• **課題一覧**:
1. 頭頸部がんの動注化学放射線療法についての文章から、次の一文を英語に訳してください。「頭頸部の進行がんでは、臓器の温存を目指して抗がん剤と放射線を同時に併用する化学放射線治療が、放射線単独療法より効果があることは数々の試験で証明されてきました。」
2. 頭頸部がんの動注化学放射線療法についての文章を、最後の文の後から書き継いでください。

• **原文抜粋**:
頭頸部がんの動注化学放射線療法の成績は通常の静脈からの同時併用と同等と報告されました
(2011)
耳鼻咽喉科
頭頸部の進行がんでは、臓器の温存を目指して抗がん剤と放射線を同時に併用する化学放射線治療が、放射線単独療法より効果があることは数々の試験で証明されてきました。この抗がん剤を動脈からカテーテルを用いて直接患部に注入する動注化学療法は、これまで第2相試験(効果があるかどうかを確認する試験)の報告で通常の静脈投与より、奏功率や生存率が優れていることを示唆する報告が多くあり、日本国内でもいくつかの施設が追随しています。しかし、これまで標準的な治療法である静脈投与と同じ条件で比較した第3相試験の報告がなく、明確なエビデンスがない状態が続いており大変憂慮される状態でした。

• **記録情報**:
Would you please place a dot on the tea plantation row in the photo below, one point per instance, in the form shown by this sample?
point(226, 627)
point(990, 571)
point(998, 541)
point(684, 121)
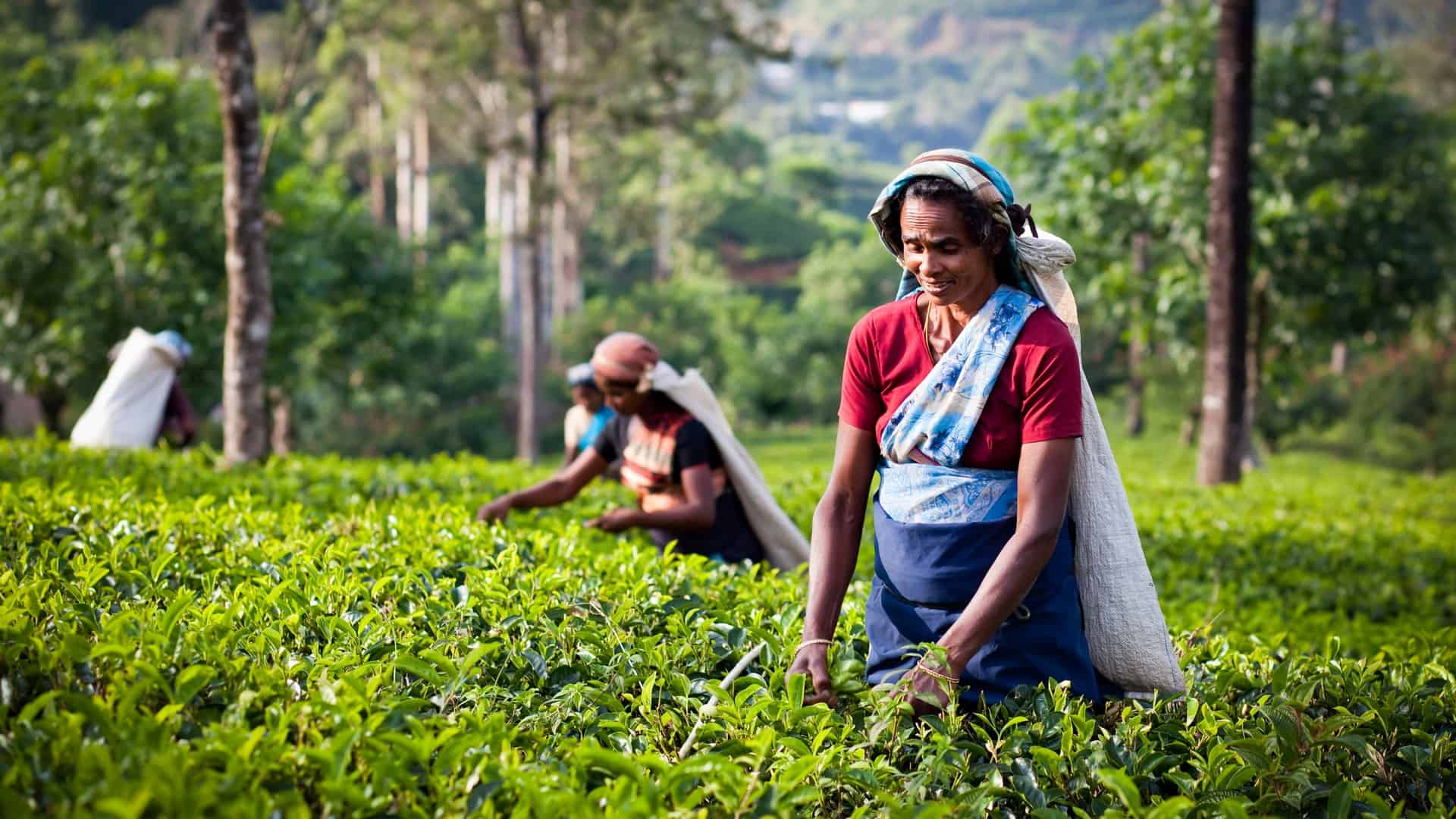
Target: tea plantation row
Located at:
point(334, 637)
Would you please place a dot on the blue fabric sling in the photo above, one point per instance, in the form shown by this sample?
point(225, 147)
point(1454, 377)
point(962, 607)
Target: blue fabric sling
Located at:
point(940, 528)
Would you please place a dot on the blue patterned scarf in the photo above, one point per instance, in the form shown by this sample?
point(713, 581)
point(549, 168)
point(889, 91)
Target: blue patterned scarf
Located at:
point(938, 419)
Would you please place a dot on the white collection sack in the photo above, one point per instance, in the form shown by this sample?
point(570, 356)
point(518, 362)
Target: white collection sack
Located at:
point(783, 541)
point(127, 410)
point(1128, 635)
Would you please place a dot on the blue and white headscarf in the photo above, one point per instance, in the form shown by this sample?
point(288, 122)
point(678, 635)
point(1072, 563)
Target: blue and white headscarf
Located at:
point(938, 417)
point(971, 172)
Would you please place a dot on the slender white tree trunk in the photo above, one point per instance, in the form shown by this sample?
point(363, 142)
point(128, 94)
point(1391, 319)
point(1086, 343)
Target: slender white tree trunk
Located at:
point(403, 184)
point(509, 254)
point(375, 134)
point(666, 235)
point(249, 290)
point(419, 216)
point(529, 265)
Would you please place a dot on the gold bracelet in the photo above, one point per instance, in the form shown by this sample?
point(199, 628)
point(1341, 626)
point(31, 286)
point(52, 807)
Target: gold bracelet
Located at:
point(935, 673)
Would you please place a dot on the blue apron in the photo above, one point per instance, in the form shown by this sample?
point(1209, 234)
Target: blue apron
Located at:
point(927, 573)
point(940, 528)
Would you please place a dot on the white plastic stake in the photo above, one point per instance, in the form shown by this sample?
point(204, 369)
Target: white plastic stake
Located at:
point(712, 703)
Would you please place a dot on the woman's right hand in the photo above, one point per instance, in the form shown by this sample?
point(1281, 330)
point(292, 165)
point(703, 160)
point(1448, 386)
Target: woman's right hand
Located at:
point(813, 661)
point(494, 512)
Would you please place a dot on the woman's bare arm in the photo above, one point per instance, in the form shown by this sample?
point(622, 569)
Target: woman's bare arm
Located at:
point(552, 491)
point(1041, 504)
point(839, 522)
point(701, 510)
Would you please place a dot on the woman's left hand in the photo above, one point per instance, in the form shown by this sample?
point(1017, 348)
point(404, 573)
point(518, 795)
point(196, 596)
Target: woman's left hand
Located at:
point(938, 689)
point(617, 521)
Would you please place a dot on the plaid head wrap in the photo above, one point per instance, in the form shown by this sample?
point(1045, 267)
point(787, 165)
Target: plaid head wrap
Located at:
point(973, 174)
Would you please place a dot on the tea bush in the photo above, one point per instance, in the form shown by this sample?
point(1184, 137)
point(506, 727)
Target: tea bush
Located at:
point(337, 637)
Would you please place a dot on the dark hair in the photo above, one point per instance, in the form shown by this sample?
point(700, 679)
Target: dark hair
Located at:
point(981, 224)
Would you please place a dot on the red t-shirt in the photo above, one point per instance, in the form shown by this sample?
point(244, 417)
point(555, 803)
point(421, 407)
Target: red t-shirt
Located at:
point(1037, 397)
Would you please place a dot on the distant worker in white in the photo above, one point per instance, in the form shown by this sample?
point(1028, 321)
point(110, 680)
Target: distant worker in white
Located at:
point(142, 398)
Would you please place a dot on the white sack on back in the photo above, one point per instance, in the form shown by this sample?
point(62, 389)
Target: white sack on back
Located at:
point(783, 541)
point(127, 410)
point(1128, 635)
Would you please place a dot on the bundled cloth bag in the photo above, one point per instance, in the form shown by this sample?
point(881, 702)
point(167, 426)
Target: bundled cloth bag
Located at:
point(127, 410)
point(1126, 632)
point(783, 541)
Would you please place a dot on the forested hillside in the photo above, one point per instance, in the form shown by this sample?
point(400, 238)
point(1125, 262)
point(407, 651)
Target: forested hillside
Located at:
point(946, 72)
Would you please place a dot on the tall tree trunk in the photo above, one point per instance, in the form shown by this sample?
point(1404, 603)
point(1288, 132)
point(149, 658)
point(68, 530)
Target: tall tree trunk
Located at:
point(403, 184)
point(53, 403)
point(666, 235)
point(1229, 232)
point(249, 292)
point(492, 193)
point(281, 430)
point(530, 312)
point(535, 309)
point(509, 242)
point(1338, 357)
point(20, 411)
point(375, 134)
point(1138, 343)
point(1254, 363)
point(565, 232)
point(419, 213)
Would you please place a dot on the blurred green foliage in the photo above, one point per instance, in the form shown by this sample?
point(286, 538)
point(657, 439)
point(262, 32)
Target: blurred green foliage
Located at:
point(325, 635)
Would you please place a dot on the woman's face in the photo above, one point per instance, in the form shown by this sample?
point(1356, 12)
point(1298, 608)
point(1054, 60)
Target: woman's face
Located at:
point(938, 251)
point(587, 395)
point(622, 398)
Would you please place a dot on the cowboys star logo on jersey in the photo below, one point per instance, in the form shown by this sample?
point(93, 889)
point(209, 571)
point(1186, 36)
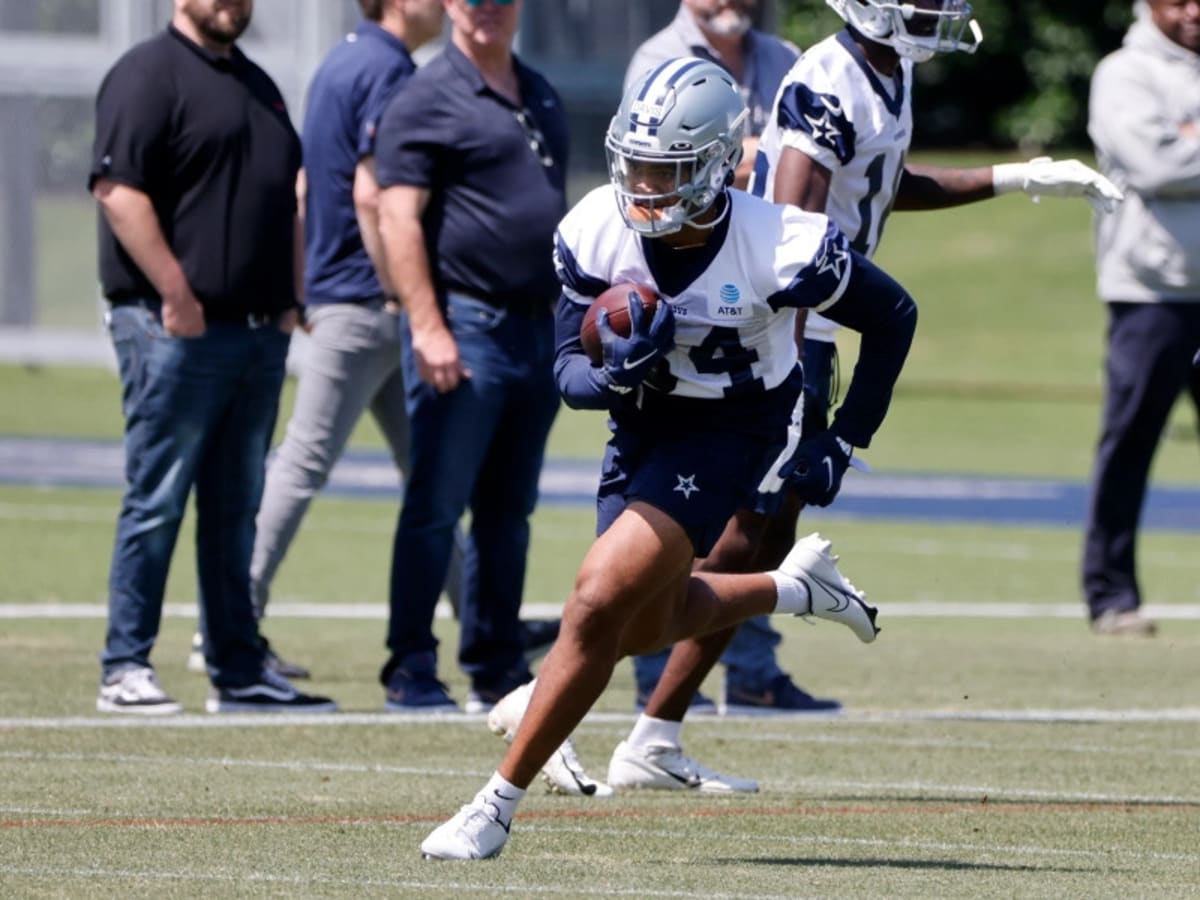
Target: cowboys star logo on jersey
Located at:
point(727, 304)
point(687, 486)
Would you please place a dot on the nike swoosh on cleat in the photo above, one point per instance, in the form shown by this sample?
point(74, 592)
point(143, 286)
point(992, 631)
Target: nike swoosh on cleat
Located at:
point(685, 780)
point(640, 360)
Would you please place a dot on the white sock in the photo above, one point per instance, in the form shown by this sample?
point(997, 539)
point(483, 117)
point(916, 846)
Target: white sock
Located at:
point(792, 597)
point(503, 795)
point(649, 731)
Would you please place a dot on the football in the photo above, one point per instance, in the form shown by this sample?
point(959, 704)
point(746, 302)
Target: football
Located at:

• **演習の解答**:
1. In advanced head and neck cancer, numerous trials have shown that chemoradiotherapy, in which anticancer drugs and radiation are given at the same time with the aim of preserving the organ, is more effective than radiation therapy alone.

2.
このたびオランダの研究グループから明確なエビデンスとなる論文が報告されました。報告者のRaschらは(Cancer 2010;116:2159?65)は治療開始から3年後の時点で動注では局所制御率、局所と頸部の制御率、無病生存率、全生存率の順で76%、 63%、44%、 51%であったのに対して通常の静脈投与では70%、65%、47%、47%で統計学的に有意差はありませんでした。
頭頸部がん患者さんの多くは高齢の男性であり、動注療法で行うカテーテル操作により脳血管障害のなどリスクもあり、あえて動注療法を選択する根拠はなくなったといえます。